> SHORT EXERCISE: Which lines of the material below contain the word "winged"? Collect every one of them and copy each line out in full.
--- START STORED RECORDS ---
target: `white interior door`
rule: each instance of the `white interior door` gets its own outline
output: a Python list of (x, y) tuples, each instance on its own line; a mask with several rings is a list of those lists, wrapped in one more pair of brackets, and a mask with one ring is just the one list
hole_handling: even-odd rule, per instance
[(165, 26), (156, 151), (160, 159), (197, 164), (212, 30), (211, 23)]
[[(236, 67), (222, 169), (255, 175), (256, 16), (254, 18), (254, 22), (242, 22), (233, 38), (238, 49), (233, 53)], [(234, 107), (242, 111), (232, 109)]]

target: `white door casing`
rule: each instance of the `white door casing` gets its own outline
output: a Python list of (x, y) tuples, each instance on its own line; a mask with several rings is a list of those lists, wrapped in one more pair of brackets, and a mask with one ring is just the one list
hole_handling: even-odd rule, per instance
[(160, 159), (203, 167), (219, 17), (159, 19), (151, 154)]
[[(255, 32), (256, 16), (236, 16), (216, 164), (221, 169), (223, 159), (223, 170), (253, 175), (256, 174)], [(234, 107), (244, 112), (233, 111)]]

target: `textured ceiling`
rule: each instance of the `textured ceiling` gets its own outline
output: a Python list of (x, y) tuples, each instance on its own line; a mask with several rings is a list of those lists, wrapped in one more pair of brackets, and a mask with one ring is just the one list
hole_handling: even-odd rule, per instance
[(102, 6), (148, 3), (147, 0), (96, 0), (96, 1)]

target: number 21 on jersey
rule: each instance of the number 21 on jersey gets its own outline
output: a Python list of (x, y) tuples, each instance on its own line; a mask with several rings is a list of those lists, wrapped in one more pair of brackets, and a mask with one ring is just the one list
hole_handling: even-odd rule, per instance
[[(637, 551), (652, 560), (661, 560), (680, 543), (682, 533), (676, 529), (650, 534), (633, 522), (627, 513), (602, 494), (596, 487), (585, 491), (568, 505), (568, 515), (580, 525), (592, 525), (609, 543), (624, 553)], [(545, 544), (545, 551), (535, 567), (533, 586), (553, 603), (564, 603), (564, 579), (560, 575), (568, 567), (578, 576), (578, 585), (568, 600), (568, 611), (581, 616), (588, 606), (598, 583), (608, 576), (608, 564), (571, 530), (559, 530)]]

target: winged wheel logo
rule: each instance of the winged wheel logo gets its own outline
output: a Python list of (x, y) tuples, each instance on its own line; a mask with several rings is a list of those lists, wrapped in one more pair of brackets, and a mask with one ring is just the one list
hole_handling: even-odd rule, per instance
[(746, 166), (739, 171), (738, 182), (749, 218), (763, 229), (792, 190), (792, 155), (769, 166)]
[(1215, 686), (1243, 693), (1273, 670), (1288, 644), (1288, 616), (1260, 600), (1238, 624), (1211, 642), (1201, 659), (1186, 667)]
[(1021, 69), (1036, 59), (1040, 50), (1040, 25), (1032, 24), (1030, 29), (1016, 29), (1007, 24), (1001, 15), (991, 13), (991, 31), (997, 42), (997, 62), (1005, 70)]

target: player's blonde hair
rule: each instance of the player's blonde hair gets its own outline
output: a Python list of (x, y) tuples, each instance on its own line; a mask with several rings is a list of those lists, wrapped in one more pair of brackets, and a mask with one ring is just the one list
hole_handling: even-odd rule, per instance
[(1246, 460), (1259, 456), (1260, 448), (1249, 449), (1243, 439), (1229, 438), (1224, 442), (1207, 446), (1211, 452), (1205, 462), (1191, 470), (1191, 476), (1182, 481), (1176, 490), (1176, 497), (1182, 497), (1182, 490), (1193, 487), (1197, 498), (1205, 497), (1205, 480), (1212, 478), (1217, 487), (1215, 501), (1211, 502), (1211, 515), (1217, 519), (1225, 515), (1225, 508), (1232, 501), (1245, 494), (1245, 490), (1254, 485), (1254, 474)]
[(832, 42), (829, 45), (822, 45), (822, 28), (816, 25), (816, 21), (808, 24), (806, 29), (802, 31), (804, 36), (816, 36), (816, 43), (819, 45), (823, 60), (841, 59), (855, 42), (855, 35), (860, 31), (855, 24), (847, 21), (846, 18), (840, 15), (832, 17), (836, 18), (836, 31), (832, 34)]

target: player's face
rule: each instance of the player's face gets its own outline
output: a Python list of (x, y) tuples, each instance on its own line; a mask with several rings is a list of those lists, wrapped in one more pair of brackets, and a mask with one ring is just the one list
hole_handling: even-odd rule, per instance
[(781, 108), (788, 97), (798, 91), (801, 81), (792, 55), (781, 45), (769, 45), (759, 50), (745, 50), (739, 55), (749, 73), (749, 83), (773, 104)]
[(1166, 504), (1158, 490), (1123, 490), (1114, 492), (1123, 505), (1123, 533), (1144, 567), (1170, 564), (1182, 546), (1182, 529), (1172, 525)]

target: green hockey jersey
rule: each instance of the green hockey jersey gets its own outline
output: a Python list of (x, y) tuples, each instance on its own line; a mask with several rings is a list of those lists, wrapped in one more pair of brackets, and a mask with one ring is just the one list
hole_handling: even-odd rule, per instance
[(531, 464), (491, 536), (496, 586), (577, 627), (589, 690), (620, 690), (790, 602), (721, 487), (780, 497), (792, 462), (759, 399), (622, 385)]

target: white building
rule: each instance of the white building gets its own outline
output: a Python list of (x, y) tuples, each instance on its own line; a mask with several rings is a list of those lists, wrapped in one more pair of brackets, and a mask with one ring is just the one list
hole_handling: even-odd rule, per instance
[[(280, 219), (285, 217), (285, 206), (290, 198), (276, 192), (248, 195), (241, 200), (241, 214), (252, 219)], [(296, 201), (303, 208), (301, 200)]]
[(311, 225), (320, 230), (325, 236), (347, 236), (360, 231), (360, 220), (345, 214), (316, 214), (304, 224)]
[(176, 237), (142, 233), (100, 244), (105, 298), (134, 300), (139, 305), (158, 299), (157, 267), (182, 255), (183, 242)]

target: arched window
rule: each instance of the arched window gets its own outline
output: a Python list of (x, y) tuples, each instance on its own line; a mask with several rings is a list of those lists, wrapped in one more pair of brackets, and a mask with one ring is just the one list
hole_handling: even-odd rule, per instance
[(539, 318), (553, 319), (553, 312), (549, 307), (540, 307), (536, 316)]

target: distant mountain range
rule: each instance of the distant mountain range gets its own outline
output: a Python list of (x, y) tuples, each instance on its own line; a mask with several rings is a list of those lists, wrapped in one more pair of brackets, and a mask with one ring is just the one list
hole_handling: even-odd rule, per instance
--- END STORED RECORDS ---
> ANSWER BELOW:
target: winged wheel logo
rule: each instance of the winged wheel logo gets its own outline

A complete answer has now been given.